The exercise
Please format the data below as a JSON list of strings, one string per line, leaving out any blank lines.

The input
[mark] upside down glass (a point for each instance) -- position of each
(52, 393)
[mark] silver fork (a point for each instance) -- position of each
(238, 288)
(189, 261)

Solution below
[
  "[mark] upside down glass (a point for each instance) -- position of each",
  "(52, 393)",
  "[mark] silver fork (a point for each instance) -- position of each",
  "(238, 288)",
  "(189, 261)"
]